PROBLEM TO SOLVE>
Reproduce verbatim the rows starting at the one that contains "Each instance gets a single point. Label the grassy" and ending at the one that contains "Each instance gets a single point. Label the dark jeans", with both of those rows included.

RECORDED DATA>

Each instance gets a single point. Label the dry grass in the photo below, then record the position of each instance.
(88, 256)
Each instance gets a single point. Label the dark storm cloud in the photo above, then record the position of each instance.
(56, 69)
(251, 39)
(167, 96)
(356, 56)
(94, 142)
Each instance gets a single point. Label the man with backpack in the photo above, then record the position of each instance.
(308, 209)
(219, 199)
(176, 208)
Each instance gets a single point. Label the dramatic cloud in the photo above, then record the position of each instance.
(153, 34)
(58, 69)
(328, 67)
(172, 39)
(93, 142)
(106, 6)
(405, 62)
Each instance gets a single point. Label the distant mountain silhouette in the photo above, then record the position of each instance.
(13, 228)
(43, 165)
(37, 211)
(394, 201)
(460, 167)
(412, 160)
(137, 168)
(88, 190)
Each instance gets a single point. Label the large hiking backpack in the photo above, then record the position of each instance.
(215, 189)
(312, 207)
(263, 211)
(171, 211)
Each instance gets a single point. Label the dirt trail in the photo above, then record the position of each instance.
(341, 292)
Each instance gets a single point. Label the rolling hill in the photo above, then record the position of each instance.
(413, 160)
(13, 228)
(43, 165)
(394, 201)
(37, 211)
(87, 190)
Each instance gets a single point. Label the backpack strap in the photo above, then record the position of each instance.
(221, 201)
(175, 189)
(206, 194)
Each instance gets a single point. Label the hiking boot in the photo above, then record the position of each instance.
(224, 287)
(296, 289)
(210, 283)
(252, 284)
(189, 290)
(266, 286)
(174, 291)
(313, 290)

...

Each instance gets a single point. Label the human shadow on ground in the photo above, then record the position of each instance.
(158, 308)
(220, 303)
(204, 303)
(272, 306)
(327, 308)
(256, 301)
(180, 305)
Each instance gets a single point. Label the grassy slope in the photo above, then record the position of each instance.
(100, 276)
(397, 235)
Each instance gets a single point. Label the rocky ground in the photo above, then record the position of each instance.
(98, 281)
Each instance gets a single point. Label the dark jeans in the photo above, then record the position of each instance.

* * *

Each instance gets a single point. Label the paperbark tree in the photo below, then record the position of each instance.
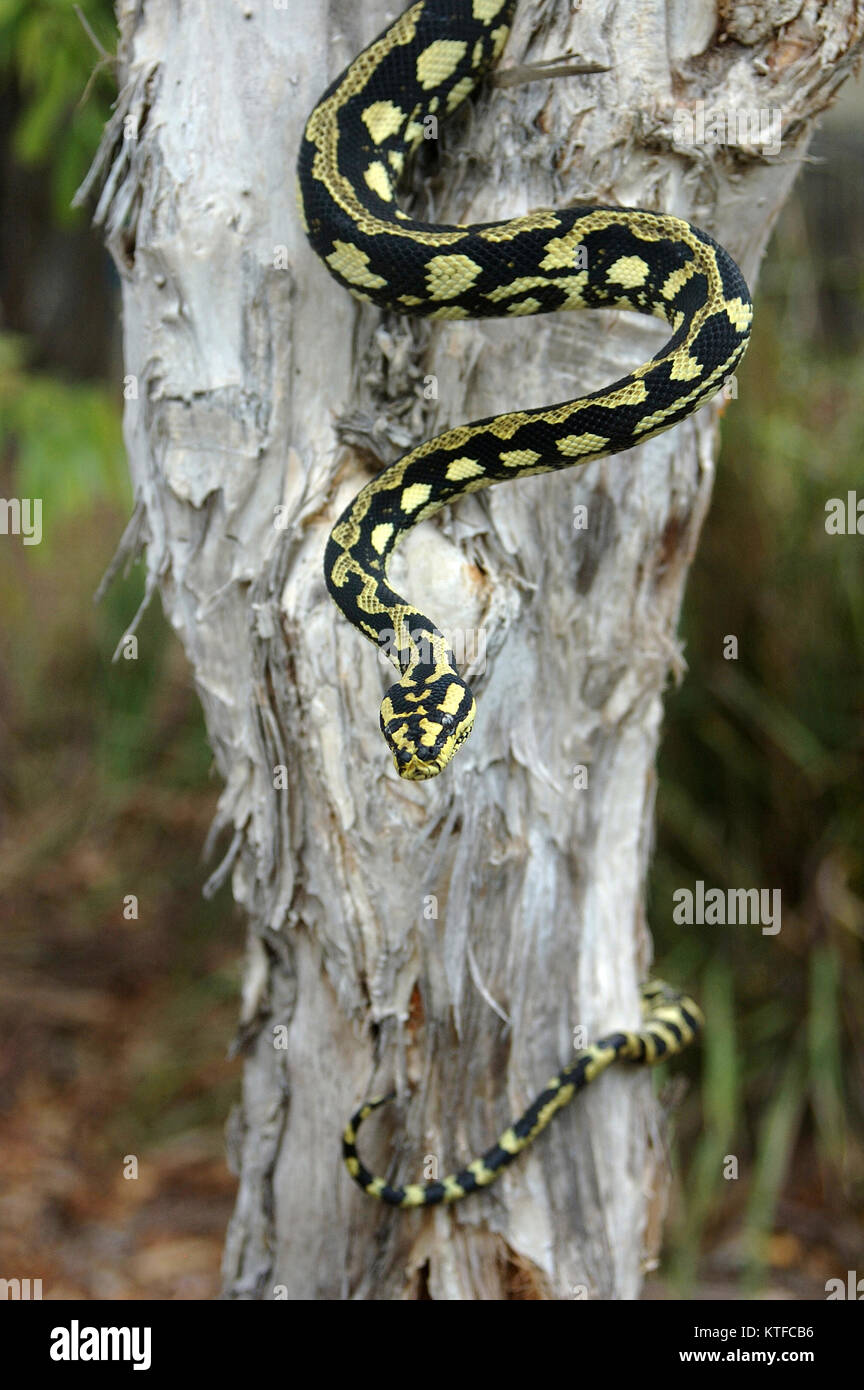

FULL RESPONSE>
Each instance gets a single point. Label the grassy slope in the photo above, then record the position of each instance.
(100, 276)
(397, 235)
Each instance gets a single point. Label the rocky ground in the photo above, then record the position of each instance.
(98, 281)
Each instance gets a single point. Label the dark jeans in the photo above, then record the position of each instance.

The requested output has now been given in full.